-- Short exercise --
Reproduce every line of the items below verbatim, but leave out the pictures.

-- Input material --
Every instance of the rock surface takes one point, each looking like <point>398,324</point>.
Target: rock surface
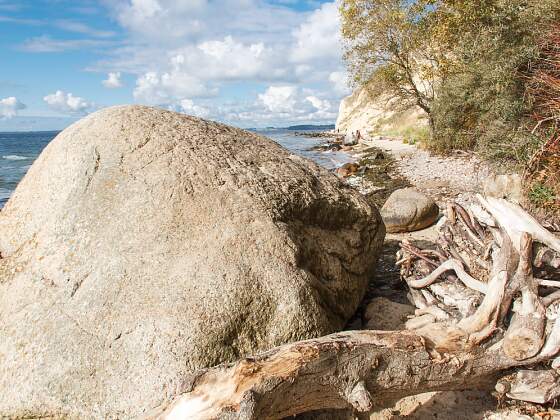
<point>144,244</point>
<point>385,315</point>
<point>507,186</point>
<point>407,210</point>
<point>362,111</point>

-- Output for this task --
Every instance of the rock surface takes one point, each looking like <point>398,324</point>.
Target: rock surface
<point>144,244</point>
<point>385,315</point>
<point>507,186</point>
<point>407,210</point>
<point>362,111</point>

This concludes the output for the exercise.